* START Material supplied *
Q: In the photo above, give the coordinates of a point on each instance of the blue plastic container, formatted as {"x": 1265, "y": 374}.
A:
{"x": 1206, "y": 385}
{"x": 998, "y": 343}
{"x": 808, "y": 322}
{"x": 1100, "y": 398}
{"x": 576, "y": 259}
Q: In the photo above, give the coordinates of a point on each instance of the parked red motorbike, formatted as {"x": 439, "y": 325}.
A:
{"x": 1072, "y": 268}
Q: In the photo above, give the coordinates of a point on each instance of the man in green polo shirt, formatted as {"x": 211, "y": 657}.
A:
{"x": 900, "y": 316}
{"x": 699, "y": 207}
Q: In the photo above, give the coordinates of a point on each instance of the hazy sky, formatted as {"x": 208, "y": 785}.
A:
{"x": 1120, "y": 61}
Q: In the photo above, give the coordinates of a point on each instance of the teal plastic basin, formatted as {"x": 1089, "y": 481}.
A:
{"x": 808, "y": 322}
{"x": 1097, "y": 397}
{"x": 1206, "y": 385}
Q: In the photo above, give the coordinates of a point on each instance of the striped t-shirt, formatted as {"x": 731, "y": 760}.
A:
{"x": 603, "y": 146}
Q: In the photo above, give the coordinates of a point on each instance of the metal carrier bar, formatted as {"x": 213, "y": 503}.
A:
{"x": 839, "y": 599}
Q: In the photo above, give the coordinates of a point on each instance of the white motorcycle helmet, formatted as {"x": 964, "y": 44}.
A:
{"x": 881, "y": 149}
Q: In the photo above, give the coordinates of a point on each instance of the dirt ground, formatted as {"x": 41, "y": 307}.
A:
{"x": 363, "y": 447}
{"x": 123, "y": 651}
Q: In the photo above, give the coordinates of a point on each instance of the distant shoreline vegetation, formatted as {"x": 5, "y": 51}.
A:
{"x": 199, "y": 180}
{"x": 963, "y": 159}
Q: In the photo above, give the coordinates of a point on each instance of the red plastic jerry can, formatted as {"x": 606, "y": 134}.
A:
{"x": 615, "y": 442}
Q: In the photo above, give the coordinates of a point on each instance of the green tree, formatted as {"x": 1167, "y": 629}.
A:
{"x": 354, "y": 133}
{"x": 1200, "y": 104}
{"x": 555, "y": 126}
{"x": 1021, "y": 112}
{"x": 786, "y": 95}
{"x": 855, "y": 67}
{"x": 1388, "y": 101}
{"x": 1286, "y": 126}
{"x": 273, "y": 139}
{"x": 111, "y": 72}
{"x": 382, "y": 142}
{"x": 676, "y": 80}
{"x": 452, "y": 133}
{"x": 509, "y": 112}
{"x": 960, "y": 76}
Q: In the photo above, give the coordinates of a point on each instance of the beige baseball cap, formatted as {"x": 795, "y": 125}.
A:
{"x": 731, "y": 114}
* END Material supplied *
* START Material supplied *
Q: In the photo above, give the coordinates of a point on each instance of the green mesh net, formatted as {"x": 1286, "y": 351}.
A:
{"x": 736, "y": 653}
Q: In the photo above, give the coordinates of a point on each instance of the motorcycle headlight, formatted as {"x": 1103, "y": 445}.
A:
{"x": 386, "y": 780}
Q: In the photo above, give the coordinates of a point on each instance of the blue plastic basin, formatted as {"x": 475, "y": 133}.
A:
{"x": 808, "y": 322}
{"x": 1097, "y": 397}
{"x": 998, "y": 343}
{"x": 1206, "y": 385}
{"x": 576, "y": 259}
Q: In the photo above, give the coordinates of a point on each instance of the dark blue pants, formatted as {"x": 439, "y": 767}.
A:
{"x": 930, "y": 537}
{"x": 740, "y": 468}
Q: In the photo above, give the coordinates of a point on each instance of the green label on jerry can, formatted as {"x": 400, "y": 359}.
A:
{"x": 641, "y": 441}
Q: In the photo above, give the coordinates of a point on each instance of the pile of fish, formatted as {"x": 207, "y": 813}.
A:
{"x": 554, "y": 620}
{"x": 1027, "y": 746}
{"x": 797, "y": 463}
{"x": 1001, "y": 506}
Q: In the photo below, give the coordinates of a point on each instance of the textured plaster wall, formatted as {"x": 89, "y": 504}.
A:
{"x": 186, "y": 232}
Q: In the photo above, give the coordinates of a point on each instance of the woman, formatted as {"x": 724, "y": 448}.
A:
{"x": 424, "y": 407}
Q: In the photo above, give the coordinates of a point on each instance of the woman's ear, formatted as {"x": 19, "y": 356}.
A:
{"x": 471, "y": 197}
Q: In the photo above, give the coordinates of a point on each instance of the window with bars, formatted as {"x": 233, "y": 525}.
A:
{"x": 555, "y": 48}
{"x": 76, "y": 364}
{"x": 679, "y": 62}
* END Material supplied *
* START Material supplied *
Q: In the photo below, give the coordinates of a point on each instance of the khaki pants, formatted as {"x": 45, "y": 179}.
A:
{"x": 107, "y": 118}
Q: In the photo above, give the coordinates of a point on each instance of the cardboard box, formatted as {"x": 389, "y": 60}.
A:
* END Material supplied *
* **Exercise**: Find every line in the preceding items that contains the word "below", and copy each of those lines in full.

* **Result**:
Q: In the photo below, give the coordinates of a point on each instance of the textured plaster wall, formatted as {"x": 89, "y": 504}.
Q: In the photo below, give the coordinates of a point on each instance of the khaki pants, formatted as {"x": 45, "y": 179}.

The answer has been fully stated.